C’est une proposition de loi devenue consensuelle, mais toujours sensible, que le Sénat a adoptée, le 13 juin, en première lecture : le texte, porté par les parlementaires Catherine Morin-Desailly (Union centriste), Max Brisson (Les Républicains) et Pierre Ouzoulias (Groupe communiste républicain et citoyen), facilitera bientôt la restitution des restes humains étrangers conservés dans les collections nationales françaises.
Jusqu’alors, une loi d’espèce était nécessaire pour rendre, au cas par cas, tout objet inaliénable conservé dans les musées – ce fut le cas pour la tête maorie remise par la ville de Rouen à la Nouvelle-Zélande en 2011, ou pour la dépouille de l’esclave Saartjie Baartman, la « Vénus hottentote », restituée à l’Afrique du Sud par une loi de 2002.

== SÉRIE DE CONSIGNES ==
#1 Dans l'extrait sur la restitution des restes humains, à quelle date le Sénat a-t-il adopté la proposition de loi en première lecture ?
#2 Recopiez, dans l'extrait sur la restitution des restes humains, le passage qui va de « Jusqu’alors, une loi » jusqu'à « loi de 2002. ».
Les lignes présentées ensuite ne sont pas utiles ici.

== JEU DE LIGNES ==
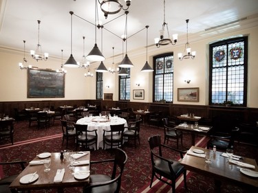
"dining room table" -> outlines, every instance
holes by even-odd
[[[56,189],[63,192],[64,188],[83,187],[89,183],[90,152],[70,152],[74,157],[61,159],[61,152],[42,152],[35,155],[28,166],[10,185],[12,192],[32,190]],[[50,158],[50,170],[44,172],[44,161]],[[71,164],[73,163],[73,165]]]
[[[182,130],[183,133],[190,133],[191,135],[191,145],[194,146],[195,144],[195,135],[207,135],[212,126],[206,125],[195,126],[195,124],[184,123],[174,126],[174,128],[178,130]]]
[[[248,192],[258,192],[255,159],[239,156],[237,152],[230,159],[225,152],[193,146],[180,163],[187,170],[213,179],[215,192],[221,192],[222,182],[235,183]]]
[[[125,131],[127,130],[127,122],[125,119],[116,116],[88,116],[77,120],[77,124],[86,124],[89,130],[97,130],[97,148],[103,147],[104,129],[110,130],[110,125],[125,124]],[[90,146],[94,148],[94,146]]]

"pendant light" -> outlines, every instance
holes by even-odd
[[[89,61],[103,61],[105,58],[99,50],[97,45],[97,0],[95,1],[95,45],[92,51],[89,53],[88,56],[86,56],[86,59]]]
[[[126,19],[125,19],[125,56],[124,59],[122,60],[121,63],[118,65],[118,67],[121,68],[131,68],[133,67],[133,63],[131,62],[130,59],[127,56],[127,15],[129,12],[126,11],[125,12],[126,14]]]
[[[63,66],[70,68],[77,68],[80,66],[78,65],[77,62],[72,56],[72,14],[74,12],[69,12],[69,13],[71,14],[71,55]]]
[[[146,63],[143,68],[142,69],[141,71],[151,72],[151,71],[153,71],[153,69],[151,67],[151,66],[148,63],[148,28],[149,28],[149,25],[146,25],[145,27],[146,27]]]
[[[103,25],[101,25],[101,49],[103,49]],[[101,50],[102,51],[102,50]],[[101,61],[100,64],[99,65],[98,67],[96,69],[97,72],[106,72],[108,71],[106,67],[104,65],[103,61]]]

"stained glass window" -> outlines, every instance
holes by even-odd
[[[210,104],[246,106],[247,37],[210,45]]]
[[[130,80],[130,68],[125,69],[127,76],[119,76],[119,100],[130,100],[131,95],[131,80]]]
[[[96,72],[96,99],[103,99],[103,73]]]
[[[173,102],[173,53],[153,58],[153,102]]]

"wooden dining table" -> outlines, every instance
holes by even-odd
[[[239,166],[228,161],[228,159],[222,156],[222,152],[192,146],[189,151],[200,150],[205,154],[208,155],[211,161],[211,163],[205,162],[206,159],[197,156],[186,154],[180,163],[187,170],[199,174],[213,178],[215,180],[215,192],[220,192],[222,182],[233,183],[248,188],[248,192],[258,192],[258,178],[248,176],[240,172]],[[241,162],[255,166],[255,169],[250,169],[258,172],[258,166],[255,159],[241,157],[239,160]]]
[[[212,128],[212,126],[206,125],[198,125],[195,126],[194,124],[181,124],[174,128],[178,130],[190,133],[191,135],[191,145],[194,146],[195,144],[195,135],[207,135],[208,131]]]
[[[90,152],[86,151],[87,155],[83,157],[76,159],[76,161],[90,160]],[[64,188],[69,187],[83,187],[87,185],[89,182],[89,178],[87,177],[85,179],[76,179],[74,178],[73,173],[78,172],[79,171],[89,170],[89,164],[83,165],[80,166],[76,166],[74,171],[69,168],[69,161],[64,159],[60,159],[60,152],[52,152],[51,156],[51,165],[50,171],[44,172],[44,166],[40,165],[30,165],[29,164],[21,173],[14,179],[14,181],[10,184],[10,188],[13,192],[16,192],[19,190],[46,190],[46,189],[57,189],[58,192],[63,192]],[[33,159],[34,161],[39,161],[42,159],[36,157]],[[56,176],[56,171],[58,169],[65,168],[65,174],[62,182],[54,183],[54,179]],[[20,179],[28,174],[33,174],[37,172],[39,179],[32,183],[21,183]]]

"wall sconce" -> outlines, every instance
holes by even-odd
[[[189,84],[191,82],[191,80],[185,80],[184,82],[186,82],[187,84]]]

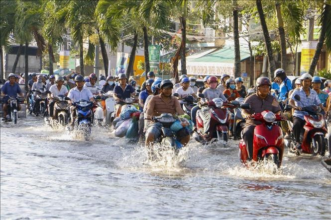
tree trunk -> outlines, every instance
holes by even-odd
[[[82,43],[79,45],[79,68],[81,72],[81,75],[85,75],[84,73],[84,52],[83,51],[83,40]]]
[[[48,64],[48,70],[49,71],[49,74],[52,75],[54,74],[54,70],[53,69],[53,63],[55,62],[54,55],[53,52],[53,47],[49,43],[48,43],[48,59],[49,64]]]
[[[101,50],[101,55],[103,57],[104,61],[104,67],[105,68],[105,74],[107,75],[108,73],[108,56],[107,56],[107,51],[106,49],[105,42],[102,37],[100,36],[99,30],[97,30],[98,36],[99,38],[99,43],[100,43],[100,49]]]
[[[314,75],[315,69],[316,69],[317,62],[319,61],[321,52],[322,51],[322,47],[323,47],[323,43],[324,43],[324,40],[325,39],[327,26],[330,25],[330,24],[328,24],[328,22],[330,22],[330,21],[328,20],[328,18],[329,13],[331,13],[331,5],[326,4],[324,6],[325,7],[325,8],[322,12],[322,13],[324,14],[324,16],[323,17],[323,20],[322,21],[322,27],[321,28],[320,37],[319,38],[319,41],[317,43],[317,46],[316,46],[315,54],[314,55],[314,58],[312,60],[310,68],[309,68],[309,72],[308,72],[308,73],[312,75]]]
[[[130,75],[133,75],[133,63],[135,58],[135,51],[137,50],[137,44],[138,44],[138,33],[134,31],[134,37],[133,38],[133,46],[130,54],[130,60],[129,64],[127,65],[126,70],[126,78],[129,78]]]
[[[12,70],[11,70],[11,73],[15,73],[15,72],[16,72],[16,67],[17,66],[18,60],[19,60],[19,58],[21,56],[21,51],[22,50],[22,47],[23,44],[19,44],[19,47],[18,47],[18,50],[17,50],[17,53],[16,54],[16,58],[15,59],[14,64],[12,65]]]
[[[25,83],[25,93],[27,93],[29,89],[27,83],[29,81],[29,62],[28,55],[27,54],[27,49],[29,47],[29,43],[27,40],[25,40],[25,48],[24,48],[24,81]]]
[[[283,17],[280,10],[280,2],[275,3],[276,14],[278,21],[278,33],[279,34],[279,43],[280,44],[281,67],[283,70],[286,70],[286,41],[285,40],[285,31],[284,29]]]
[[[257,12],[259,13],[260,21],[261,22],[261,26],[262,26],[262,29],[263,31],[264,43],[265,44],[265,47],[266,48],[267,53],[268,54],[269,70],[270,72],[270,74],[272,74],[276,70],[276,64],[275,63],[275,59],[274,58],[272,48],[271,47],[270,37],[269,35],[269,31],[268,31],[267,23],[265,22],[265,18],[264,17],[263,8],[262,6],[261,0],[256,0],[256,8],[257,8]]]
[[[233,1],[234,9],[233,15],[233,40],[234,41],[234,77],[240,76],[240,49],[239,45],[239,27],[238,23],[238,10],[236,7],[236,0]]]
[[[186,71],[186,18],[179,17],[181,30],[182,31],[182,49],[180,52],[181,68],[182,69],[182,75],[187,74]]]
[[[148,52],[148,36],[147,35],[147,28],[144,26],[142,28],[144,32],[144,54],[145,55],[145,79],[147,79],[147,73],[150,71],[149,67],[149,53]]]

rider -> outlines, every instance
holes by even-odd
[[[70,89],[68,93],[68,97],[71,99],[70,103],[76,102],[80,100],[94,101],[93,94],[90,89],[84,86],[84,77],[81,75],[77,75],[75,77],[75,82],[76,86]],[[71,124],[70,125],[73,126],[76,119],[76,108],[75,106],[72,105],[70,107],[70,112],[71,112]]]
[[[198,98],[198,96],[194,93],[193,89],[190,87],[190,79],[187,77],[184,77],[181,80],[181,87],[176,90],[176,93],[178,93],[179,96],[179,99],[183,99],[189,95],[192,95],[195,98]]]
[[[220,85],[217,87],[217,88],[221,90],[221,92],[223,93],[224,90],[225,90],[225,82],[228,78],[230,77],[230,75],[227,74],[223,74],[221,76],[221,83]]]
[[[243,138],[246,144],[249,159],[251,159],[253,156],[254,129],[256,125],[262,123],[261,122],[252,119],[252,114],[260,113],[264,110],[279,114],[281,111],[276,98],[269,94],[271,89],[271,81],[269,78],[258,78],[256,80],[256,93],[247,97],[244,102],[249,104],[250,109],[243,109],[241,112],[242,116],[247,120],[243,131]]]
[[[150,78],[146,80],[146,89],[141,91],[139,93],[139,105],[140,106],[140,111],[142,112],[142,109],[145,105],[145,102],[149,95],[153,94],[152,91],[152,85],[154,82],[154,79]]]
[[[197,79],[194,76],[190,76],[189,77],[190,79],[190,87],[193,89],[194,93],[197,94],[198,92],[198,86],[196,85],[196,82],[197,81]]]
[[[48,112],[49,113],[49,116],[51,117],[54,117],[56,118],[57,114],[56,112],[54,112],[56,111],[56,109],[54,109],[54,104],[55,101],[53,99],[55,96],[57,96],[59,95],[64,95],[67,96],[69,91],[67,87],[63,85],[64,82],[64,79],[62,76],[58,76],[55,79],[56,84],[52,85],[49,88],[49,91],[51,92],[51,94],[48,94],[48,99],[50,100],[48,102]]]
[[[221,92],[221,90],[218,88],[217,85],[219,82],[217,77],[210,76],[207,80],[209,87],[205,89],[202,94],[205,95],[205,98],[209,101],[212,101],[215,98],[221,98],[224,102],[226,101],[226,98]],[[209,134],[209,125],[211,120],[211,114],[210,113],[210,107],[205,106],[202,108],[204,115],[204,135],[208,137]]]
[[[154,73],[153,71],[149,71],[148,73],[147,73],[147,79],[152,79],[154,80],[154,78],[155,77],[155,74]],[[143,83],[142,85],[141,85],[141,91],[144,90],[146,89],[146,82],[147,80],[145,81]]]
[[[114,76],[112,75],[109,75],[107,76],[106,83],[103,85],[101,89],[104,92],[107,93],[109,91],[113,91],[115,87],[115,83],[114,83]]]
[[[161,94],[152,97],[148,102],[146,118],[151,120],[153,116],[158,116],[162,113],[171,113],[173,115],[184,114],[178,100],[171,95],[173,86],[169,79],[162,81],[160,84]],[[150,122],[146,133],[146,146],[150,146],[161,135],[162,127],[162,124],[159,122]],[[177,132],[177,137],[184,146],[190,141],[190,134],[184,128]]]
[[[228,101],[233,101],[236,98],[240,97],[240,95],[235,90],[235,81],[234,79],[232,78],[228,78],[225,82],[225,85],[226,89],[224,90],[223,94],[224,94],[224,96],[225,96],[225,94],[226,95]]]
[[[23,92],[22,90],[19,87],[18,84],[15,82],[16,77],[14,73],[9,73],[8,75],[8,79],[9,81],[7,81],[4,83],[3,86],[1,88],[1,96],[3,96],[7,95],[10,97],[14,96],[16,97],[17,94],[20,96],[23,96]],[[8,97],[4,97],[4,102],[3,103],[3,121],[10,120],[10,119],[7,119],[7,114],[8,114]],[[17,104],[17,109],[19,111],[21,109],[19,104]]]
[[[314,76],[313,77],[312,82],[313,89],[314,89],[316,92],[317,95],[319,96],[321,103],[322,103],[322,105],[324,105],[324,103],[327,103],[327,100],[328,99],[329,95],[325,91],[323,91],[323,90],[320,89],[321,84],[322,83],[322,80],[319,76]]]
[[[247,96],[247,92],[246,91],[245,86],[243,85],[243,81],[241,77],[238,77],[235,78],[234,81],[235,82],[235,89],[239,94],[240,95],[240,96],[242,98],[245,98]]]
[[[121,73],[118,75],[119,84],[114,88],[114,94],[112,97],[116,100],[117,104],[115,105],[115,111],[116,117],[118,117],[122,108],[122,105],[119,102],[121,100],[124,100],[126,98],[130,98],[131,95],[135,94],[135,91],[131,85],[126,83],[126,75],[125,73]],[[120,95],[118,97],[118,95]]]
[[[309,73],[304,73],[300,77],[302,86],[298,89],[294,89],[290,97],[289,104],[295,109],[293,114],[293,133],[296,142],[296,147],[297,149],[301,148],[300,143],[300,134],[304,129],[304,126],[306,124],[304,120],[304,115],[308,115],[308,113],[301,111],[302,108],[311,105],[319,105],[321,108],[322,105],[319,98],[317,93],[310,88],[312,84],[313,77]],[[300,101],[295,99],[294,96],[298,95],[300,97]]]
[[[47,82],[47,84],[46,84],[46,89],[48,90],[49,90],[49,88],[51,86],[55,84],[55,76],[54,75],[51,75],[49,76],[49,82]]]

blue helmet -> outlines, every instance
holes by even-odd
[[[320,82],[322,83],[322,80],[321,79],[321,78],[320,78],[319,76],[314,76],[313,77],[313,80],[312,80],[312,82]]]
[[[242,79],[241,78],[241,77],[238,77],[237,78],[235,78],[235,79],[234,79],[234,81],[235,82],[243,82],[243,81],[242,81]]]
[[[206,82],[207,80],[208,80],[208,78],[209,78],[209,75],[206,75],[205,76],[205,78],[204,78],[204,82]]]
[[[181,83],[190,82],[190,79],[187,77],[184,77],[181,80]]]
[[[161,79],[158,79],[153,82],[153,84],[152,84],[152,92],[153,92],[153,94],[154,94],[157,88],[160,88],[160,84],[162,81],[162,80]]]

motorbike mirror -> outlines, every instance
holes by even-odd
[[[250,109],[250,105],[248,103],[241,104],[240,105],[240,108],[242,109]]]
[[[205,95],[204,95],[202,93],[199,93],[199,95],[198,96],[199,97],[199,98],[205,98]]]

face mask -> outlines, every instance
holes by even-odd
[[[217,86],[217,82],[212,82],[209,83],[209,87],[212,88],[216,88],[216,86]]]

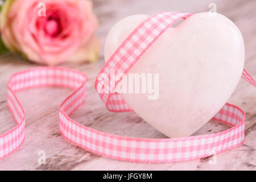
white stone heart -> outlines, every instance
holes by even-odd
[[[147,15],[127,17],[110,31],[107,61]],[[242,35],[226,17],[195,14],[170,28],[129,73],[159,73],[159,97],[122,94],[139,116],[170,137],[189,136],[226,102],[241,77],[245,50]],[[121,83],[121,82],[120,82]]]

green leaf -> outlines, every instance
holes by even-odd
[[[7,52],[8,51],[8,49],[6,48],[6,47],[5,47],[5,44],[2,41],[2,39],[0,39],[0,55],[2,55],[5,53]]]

== CORRIGÉ ==
#1 Le 13 juin.

#2
Jusqu’alors, une loi d’espèce était nécessaire pour rendre, au cas par cas, tout objet inaliénable conservé dans les musées – ce fut le cas pour la tête maorie remise par la ville de Rouen à la Nouvelle-Zélande en 2011, ou pour la dépouille de l’esclave Saartjie Baartman, la « Vénus hottentote », restituée à l’Afrique du Sud par une loi de 2002.